--- Given records ---
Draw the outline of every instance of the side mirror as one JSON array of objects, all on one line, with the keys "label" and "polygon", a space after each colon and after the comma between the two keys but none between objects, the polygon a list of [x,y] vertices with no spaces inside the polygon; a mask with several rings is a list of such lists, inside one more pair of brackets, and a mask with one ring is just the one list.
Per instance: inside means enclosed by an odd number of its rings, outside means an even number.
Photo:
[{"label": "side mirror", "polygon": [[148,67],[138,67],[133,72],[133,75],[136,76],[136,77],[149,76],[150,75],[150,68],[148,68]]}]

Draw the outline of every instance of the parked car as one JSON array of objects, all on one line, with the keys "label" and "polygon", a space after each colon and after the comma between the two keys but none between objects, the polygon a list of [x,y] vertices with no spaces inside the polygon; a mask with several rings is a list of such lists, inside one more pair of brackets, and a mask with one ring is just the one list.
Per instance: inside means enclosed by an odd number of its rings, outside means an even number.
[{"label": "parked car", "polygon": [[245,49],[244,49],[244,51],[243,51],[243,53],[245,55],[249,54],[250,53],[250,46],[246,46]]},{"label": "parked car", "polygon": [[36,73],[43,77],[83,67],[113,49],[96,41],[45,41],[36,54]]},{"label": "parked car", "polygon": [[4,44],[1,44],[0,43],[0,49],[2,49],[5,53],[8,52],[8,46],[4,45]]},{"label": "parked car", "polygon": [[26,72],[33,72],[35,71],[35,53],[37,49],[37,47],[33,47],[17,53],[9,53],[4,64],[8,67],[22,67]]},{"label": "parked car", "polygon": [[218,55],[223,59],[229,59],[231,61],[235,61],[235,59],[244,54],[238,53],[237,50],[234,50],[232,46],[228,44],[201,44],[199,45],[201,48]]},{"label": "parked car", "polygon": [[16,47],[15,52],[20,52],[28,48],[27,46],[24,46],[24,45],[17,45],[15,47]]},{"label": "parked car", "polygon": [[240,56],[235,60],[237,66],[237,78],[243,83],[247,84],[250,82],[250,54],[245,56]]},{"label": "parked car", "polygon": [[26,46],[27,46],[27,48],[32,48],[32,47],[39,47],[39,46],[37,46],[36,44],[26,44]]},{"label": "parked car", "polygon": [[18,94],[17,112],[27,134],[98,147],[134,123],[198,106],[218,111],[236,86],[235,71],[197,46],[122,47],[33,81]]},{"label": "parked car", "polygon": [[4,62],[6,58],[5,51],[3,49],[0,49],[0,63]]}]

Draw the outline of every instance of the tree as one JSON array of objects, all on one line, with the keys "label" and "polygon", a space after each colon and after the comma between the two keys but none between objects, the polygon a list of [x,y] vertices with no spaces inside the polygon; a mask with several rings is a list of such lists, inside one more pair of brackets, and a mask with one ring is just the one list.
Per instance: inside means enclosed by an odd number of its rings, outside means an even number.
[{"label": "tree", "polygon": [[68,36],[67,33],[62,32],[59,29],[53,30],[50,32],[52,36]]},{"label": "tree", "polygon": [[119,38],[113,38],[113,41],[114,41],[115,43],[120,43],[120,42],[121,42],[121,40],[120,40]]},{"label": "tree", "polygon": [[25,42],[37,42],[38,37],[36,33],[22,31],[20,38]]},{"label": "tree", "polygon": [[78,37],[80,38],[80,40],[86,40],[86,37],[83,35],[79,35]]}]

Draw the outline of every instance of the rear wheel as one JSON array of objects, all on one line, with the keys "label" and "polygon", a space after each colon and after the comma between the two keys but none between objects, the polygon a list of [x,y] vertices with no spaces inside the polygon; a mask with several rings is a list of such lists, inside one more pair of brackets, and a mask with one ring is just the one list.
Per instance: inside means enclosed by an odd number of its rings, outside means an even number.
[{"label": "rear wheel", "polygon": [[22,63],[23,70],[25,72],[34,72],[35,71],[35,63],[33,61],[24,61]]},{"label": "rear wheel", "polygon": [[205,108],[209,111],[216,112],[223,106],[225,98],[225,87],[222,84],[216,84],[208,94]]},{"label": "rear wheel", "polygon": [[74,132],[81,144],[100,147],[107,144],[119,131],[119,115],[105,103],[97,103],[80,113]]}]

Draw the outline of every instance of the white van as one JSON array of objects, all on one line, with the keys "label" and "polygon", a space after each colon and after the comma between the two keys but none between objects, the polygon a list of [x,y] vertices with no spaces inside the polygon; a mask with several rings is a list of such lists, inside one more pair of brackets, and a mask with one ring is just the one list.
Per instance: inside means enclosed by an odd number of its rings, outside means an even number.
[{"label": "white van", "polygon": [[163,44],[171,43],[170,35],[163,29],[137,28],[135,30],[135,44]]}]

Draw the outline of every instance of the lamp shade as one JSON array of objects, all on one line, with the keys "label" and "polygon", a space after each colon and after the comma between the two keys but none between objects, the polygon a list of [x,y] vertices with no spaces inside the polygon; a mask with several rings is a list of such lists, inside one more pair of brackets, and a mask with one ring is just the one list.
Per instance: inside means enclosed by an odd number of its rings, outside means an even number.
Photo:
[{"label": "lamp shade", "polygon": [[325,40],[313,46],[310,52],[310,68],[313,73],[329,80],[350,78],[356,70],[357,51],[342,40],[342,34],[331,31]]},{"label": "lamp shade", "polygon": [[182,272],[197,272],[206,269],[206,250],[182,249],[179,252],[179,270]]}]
---
* [What is expected]
Can you copy the entries word for word, starting at the line that contains "Draw the outline of every instance of the lamp" and ending with the final line of the entries?

* [Reply to the exercise]
Draw the outline of every instance of the lamp shade as one JSON array of objects, all on one line, with the keys "label" and "polygon", a space after each colon and after the comma between the two keys but none between objects, the polygon a list of [x,y] vertices with no spaces inside the polygon; a mask with several rings is a list of such lists, inside one more pair of brackets, and a mask with one ring is just the one list.
Per instance: inside means enclosed by an odd number of its rings, outside means an even number.
Photo:
[{"label": "lamp shade", "polygon": [[325,40],[313,46],[310,52],[310,68],[313,73],[329,80],[350,78],[356,70],[357,51],[342,40],[342,34],[331,31]]},{"label": "lamp shade", "polygon": [[182,272],[197,272],[206,269],[206,250],[182,249],[179,252],[179,270]]}]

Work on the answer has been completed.